▸ **TEXTO EXTRAÍDO**:
+ + + + + + +
Estresse, sobrecarga, crises de ansiedade, agressividade, impaciência, depressão e conflitos mais violentos têm sido relatados entre a comunidade escolar, especialmente entre os alunos no pós-pandemia. Há casos de autoviolência, mutilação, tentativa de suicídio e aumento no índice de casos de bullying e cyberbullying, bem como demais conflitos no ambiente escolar. Esses indicadores acenderam o alerta das autoridades em Caxias do Sul. O número de casos não é divulgado, mas, segundo o município, com base em relatos das direções, dos órgãos de segurança e de dados do programa RS Seguro é possível perceber um acréscimo nas situações de violência.
São fatos que muitas vezes ocorrem do portão para fora, mas refletem no interior das escolas, e também situações dentro dos colégios. Para barrar esses números, 20 escolas, sendo 10 municipais e 10 estaduais, vão receber projetos- pilotos e contar com ações de monitoramento intensificadas no município. Essas atividades começam a partir de julho, inclusive, com ronda da Patrulha Escolar da Brigada Militar (BM) e da Guarda Municipal na entrada e saída dos estudantes.
+ + + + + + +
▸ **DADOS DE ORIGEM**:
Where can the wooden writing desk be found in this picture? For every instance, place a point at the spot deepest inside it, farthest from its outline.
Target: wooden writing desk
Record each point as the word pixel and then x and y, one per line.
+ + + + + + +
▸ **TAREFA PROPOSTA**: Dê prosseguimento ao texto sobre a violência nas escolas de Caxias do Sul a partir do ponto em que ele termina. Os dados não são necessários para esta tarefa.

▸ **RESPOSTA**:
Também serão realizadas palestras voltados a situações vivenciadas em cada escola. Os nomes dos colégios não são divulgados pelo município e Estado e nem as regiões contempladas para preservar os estudantes e professores. Já havia um grupo de trabalho antes da pandemia que foi desmobilizado, mas precisou ser retomado para focar em estratégias de prevenção, especialmente, nas escolas que mais precisam. Duas reuniões foram realizadas, uma em maio e outra na última terça-feira (7), para intensificar essas ações preventivas. O grupo conta com representantes das redes municipal e estadual, da Secretaria de Segurança Pública de Caxias, Brigada Militar, Polícia Civil, Corpo de Bombeiros, Defesa Nacional, Justiça Restaurativa e Secretaria Municipal de Trânsito Transporte e Mobilidade (SMTTM).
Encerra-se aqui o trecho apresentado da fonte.